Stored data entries
------------------------
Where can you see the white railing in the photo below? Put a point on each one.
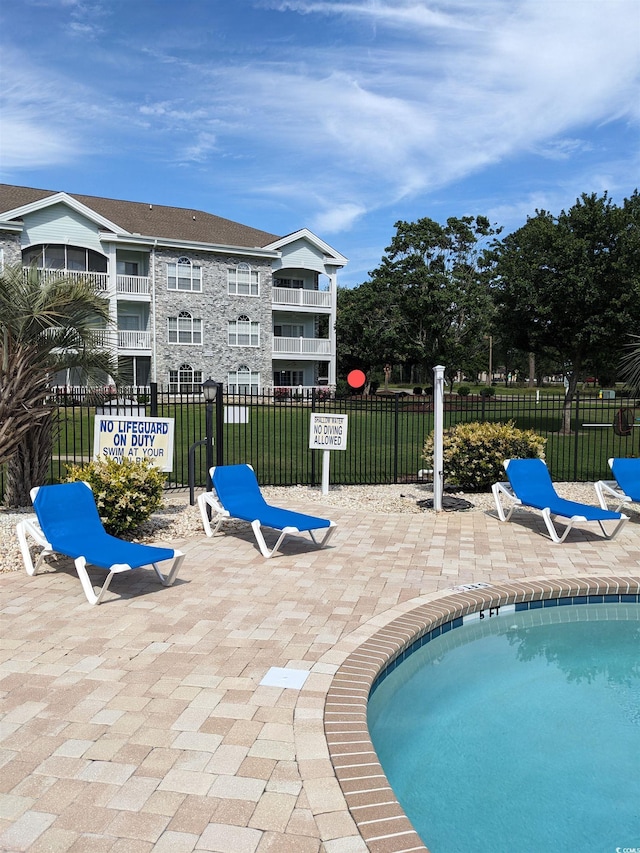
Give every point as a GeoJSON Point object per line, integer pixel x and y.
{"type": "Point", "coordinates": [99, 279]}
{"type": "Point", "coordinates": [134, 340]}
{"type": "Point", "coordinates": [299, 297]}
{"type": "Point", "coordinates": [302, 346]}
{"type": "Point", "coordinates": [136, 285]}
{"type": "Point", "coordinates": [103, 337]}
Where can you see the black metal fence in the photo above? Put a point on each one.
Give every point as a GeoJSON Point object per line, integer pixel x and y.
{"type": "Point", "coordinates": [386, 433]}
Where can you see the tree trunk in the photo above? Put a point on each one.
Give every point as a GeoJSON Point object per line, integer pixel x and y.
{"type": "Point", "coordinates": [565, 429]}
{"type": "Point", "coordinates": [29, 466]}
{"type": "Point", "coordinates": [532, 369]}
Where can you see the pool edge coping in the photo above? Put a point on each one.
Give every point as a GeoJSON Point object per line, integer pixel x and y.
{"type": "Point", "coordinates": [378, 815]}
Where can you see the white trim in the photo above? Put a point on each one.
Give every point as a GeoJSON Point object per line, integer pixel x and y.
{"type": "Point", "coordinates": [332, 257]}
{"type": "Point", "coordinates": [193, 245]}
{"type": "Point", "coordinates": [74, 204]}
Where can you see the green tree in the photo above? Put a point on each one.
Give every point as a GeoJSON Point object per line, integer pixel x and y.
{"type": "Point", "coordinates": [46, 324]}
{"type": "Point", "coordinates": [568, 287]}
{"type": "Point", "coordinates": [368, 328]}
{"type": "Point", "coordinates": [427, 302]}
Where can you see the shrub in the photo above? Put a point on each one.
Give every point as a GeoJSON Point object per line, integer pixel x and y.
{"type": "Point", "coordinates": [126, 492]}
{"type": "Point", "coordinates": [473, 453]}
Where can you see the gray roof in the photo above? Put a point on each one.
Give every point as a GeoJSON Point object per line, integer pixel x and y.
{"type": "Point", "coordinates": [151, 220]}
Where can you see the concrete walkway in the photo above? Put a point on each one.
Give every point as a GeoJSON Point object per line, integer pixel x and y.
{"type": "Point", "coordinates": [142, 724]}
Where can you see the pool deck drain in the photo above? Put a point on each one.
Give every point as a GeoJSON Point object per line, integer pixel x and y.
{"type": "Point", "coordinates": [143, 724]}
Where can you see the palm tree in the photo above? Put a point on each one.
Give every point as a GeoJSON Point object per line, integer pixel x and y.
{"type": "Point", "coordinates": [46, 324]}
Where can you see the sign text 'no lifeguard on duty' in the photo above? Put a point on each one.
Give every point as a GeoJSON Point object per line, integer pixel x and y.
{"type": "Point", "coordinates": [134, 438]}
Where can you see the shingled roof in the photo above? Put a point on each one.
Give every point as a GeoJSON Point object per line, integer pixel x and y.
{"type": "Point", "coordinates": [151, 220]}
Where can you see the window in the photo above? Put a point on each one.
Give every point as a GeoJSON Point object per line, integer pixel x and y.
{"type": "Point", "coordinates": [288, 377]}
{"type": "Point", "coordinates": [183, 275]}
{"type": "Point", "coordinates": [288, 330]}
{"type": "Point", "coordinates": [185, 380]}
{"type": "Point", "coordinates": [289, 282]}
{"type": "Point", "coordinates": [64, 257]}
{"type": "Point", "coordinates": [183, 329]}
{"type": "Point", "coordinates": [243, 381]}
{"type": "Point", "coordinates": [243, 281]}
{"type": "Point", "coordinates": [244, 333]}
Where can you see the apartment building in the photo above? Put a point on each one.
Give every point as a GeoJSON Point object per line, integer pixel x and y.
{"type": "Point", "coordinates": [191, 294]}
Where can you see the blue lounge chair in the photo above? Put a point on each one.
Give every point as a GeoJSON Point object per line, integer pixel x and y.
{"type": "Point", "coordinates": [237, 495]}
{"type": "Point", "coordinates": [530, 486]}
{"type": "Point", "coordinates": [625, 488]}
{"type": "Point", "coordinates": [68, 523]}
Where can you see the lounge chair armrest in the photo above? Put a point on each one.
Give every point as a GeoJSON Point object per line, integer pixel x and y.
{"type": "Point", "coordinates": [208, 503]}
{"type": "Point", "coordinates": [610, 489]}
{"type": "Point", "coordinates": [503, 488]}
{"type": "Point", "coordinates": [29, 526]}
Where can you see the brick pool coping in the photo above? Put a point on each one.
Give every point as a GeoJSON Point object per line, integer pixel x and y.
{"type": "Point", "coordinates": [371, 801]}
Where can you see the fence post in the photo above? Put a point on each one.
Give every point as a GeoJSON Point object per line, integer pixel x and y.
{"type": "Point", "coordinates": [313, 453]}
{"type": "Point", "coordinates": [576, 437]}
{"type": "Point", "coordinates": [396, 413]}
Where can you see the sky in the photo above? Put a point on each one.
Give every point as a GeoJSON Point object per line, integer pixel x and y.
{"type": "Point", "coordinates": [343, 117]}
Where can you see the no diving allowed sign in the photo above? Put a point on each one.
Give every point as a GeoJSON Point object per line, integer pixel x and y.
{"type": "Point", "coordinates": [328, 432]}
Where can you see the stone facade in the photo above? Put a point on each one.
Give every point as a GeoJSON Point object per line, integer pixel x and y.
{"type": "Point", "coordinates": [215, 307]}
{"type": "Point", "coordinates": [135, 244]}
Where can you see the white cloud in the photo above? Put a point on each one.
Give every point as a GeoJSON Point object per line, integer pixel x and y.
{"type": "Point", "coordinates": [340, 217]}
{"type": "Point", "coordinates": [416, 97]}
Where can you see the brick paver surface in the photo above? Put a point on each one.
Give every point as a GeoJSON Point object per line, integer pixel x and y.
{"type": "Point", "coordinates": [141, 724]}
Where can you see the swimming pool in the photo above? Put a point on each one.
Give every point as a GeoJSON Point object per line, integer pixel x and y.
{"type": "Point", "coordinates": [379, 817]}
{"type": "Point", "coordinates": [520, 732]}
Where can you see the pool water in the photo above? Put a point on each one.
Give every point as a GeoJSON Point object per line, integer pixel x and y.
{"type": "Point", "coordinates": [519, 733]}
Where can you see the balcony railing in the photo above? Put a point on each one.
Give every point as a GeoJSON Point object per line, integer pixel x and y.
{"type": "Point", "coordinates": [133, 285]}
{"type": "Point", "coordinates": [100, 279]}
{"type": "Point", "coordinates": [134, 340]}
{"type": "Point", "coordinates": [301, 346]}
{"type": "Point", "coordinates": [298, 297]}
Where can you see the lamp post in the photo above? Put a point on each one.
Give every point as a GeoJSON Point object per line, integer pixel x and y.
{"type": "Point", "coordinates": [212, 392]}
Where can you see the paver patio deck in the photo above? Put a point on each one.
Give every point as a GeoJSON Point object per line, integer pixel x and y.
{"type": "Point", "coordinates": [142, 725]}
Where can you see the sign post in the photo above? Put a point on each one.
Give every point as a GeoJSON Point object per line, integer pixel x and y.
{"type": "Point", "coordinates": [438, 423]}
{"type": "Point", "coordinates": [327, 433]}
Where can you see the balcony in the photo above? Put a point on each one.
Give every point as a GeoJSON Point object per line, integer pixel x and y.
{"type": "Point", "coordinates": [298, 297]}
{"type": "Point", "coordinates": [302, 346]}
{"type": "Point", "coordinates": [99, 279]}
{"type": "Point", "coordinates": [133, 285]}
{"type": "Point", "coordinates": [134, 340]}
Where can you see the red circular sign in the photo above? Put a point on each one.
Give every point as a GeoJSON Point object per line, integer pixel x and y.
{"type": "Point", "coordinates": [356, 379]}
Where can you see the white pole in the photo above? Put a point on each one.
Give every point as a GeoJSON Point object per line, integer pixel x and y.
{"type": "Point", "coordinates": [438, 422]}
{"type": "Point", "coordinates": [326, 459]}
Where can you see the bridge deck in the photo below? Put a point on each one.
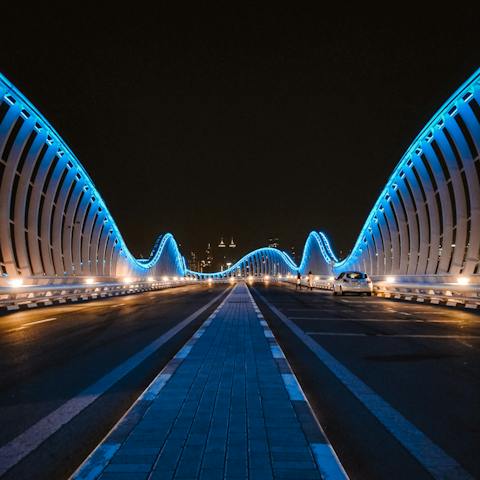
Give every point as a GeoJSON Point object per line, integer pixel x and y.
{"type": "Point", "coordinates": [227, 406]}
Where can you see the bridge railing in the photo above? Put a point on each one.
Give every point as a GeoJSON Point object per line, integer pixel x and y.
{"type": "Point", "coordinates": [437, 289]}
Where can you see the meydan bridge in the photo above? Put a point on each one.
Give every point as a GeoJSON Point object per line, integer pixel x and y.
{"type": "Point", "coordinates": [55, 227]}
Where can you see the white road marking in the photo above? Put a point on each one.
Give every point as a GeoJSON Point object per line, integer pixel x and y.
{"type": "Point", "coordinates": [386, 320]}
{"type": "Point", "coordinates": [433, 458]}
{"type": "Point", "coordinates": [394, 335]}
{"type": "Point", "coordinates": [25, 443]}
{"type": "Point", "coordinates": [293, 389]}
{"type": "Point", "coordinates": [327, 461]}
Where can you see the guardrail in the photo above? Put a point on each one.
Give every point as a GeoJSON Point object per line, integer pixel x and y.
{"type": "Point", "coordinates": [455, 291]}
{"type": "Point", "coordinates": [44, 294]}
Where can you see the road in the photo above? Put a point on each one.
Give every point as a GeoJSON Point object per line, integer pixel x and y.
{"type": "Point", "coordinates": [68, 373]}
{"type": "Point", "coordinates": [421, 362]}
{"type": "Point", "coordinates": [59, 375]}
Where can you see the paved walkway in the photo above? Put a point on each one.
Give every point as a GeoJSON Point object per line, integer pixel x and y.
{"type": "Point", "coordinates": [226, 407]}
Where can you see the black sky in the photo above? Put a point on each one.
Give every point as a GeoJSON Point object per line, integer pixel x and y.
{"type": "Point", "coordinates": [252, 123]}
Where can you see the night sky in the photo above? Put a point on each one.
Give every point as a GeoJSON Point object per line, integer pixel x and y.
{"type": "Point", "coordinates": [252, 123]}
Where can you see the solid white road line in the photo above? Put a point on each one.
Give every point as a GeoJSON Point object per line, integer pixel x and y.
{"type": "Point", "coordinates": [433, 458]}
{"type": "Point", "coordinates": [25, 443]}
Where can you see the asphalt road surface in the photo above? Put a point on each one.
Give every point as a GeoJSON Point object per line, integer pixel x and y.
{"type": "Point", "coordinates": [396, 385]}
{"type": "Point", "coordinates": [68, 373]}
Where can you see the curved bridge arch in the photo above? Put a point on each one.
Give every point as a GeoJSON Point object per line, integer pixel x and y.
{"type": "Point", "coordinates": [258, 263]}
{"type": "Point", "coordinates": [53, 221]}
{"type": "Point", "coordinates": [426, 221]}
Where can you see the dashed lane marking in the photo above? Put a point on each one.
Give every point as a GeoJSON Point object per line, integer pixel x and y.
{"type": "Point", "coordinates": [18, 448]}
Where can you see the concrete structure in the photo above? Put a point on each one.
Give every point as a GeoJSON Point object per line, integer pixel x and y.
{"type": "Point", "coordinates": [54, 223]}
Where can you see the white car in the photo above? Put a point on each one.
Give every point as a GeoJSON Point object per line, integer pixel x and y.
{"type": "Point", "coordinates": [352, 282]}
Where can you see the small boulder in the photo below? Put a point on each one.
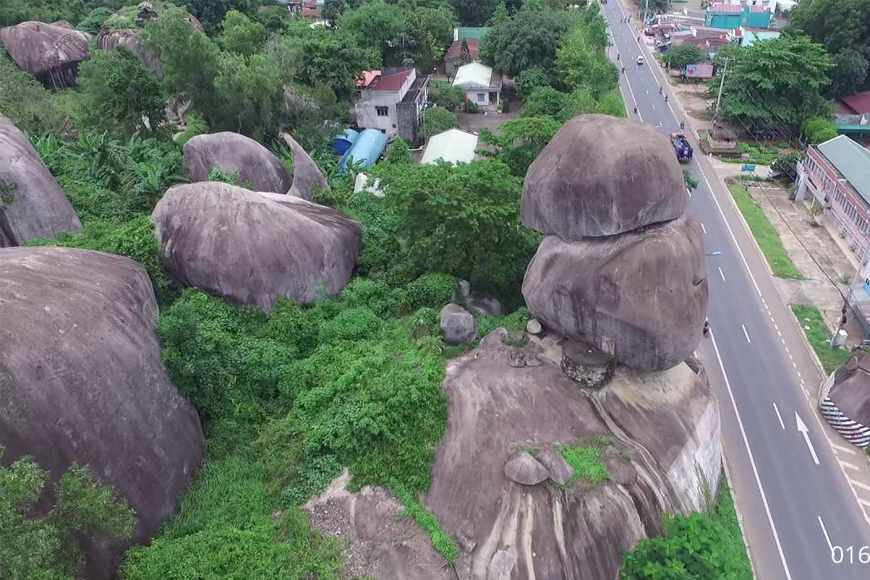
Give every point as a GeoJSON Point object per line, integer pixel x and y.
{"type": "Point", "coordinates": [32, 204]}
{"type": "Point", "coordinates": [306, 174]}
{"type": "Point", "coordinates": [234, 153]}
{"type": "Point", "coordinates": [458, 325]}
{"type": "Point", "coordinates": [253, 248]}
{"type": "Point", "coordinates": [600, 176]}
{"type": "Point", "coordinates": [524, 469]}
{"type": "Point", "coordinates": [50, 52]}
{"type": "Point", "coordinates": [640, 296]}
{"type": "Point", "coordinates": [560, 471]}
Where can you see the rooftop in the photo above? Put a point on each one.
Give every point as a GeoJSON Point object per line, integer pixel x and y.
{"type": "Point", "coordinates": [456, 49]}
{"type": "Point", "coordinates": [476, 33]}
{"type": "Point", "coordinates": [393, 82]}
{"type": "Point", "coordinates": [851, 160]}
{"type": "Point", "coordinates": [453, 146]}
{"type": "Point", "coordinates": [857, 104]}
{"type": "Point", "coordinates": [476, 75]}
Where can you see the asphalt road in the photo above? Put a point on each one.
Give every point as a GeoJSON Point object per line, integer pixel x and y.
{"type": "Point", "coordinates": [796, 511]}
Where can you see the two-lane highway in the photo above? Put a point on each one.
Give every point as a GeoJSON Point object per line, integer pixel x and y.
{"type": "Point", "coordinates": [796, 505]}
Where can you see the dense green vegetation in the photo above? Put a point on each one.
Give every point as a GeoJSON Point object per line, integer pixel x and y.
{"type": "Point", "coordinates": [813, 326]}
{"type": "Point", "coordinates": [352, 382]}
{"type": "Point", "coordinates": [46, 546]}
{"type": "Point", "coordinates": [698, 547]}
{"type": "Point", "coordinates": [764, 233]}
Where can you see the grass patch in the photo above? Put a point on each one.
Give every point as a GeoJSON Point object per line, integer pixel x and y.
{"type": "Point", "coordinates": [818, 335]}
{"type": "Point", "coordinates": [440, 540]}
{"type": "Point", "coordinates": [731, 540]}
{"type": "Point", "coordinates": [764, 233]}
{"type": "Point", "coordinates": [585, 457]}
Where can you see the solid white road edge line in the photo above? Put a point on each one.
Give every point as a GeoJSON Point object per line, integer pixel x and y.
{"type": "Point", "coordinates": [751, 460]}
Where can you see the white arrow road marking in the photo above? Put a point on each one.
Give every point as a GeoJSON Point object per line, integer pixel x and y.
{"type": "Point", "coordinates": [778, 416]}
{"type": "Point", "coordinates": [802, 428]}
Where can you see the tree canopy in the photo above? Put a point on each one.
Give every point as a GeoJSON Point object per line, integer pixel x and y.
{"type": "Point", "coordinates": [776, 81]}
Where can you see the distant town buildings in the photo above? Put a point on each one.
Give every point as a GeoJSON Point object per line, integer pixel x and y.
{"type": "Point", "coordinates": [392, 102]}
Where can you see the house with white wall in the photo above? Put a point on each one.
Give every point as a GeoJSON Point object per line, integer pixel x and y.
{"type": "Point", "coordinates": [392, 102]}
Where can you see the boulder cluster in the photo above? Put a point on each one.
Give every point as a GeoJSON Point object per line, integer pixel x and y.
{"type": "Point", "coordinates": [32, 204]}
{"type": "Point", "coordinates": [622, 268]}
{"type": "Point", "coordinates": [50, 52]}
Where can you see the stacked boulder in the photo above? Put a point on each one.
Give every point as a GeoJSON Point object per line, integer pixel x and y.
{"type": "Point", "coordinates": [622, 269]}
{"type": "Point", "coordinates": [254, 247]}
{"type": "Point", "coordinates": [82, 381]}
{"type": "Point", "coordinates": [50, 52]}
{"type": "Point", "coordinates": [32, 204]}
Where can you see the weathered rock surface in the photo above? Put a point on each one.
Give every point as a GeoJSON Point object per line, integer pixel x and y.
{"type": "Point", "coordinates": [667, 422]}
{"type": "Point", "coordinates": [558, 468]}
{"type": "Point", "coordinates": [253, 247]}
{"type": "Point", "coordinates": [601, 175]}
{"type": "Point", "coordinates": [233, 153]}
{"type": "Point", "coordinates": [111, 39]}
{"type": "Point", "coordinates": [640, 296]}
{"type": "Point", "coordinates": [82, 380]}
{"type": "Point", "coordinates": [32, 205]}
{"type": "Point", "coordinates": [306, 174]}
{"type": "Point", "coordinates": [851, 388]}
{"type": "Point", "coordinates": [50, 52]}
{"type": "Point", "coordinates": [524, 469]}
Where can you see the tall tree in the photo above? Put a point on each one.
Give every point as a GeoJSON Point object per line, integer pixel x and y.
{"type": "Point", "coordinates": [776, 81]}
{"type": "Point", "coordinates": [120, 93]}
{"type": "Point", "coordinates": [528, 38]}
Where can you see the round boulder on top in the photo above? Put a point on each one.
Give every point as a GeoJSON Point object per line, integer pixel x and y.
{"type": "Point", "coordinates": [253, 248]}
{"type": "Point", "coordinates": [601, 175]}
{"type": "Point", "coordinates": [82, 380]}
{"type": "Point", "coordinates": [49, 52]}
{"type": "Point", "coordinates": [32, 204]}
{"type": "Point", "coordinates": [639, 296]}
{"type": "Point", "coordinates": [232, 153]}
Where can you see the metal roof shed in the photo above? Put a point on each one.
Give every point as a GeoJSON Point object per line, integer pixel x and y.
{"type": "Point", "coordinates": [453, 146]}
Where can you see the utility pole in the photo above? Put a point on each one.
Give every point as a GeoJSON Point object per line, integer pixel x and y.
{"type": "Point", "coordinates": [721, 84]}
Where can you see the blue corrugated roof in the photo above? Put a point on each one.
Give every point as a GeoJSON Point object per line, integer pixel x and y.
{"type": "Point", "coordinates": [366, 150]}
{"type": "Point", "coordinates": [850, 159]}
------------------------
Aim> Begin at the line containing "Where can you see the tall" and reproduce each line through the end of the records above.

Reply to the exercise>
Where can you see the tall tree in the photo above? Put a point on each one.
Give every point as a GeoJSON Point object per line, integer pixel x and y.
{"type": "Point", "coordinates": [776, 81]}
{"type": "Point", "coordinates": [120, 93]}
{"type": "Point", "coordinates": [528, 38]}
Where can you see the round boulder on top in the photo above? Put a point on each one.
Give every point as a GeoJSON Point object per line, integer pixel x and y.
{"type": "Point", "coordinates": [253, 248]}
{"type": "Point", "coordinates": [601, 175]}
{"type": "Point", "coordinates": [82, 380]}
{"type": "Point", "coordinates": [49, 52]}
{"type": "Point", "coordinates": [32, 204]}
{"type": "Point", "coordinates": [639, 296]}
{"type": "Point", "coordinates": [232, 153]}
Where can you see the metal roof shed in the photo above? Put a point on each one.
Give every point as a GeoJSON Point object per line, integer pixel x and y.
{"type": "Point", "coordinates": [453, 146]}
Where can you see the utility pole in the photo above? Put a point on each one.
Give every point as a GeoJSON Point object per line, integer pixel x and y.
{"type": "Point", "coordinates": [721, 84]}
Where can you see the blue corrugated roof in the photo above? Put a point on each one.
Give every point as a GeoJSON Point object per line, integer pixel x and y.
{"type": "Point", "coordinates": [366, 150]}
{"type": "Point", "coordinates": [850, 159]}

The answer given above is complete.